** Goal **
Reproduce all of the following material in full, adding 58 to every coordinate value in the answers, and omit the pictures from your response.

** Records shown **
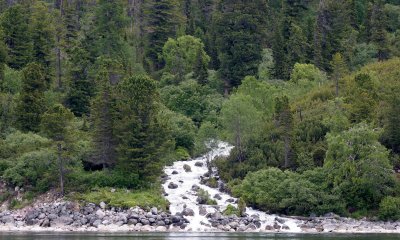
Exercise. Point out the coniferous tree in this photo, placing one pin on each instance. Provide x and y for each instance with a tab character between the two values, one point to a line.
43	38
103	114
239	26
31	103
339	69
141	135
377	31
15	25
161	21
54	124
284	120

** Result for this task **
Exercise. Point out the coniferous tree in this photo, placing one pin on each instance. Provide x and y for each instance with a tab character between the two values, one point to a line.
101	96
161	172
297	84
89	161
397	127
199	193
435	89
73	83
219	79
112	182
342	178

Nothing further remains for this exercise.